Friday, August 29, 2008

And they all lived UnHapPily ever after

I've been in a few relationships and I find that as time progresses it becomes harder and harder to walk away from each failed one. Usually there's a post relationship evaluation period for me, here i think about things like:
what i did wrong
what he did wrong
how to heal from this one
what i'm looking for in the next one

Ask K. Mack; he'll tell you that after every failed relation i swear off men, but as i find myself exiting yet another failed relationship i find that rather than going through the evaluation checklist i'm actually hopeful. This was not the best relationship i've had but i found that as time progressed and i became relegated to girlfriend in hiding (this is like after the 50th break up), i realized that i wasn't getting what i wanted. Maybe it sounds selfish but the least i expect from my man is for him to be considerate!! I certainly don't expect to be wear the title "girlfriend who is less important than the female friends"....If you treat me like that then how're they supposed to treat me??
-- -- --
* [PROBLEM SET]:
1. In the blog post about leaving failed relationships, what does the writer say K. Mack will tell you happens after every failed relationship?
2. Continue the blog post about leaving failed relationships from its last sentence, keeping the same casual first-person voice.
-- -- --
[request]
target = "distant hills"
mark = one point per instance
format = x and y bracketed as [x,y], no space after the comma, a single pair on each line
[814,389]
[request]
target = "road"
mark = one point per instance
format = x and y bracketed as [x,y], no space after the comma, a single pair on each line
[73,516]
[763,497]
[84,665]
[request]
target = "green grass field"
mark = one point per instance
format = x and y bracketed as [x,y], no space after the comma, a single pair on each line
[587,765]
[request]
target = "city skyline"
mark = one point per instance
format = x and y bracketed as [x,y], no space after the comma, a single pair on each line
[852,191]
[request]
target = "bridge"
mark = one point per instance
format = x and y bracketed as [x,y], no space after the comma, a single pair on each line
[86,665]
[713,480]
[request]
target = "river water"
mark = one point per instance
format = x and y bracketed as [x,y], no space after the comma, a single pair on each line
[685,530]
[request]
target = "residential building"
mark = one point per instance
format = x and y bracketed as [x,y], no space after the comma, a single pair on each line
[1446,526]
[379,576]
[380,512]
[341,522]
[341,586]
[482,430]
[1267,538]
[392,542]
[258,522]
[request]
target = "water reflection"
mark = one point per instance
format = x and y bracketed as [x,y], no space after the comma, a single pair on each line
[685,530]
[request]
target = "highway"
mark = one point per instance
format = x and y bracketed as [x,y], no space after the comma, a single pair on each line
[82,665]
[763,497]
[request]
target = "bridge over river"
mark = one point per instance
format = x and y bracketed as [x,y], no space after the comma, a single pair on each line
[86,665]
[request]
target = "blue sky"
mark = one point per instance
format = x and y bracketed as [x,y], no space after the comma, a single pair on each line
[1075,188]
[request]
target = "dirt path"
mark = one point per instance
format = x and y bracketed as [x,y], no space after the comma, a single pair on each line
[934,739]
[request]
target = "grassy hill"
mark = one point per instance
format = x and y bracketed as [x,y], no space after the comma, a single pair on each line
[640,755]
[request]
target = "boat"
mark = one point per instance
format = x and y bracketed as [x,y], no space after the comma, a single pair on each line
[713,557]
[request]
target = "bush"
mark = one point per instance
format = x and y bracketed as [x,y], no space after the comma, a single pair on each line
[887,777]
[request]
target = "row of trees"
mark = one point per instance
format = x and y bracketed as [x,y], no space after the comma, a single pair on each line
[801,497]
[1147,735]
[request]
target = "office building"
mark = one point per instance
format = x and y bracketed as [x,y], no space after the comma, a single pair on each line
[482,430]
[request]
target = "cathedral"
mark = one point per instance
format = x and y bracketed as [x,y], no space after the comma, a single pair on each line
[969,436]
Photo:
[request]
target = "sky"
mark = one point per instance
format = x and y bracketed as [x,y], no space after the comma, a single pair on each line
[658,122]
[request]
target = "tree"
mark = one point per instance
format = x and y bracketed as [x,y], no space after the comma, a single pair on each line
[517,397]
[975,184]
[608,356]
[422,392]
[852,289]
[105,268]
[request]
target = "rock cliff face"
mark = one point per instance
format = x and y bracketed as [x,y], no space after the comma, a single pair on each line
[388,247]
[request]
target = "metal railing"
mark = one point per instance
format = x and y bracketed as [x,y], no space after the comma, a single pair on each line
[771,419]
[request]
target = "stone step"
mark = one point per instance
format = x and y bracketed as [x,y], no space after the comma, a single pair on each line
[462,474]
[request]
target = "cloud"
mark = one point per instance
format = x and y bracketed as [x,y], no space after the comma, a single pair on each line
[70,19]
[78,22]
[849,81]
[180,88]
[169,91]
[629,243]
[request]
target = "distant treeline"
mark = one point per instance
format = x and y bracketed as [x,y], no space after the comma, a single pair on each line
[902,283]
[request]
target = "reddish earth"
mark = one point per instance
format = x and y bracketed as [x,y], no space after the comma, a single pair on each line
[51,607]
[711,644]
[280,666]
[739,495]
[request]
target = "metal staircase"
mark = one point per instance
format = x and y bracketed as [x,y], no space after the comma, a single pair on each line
-- -- --
* [WRITTEN ANSWERS]:
1. The writer swears off men.

2.
Now i have to give him his props, he's a great listener and he was a great friend but I just find it funny that the sweetest, charming most romantic male turned into an insensitive, inconsiderate boyfriend.... I told him everything i didn't like/respect or appreciate and he did it anyway....and then he has the gall to ask ME to not do things that he doesn't like/respect.

***Insert laughter here***

After my bout of psychochickitis.... a disease i PRAY fervently to never catch again......( ooh but how i wish he was near enough for me to kick him in the shins...sigh), i've decided to just move on, after all i'm only hurting myself in all this, he's fine.

So on to the new, maybe not a new man just yet, but the rest of 2009 is gonna be dedicated to new projects....anything to fill the space.

Out with the old and in with the NEW!!!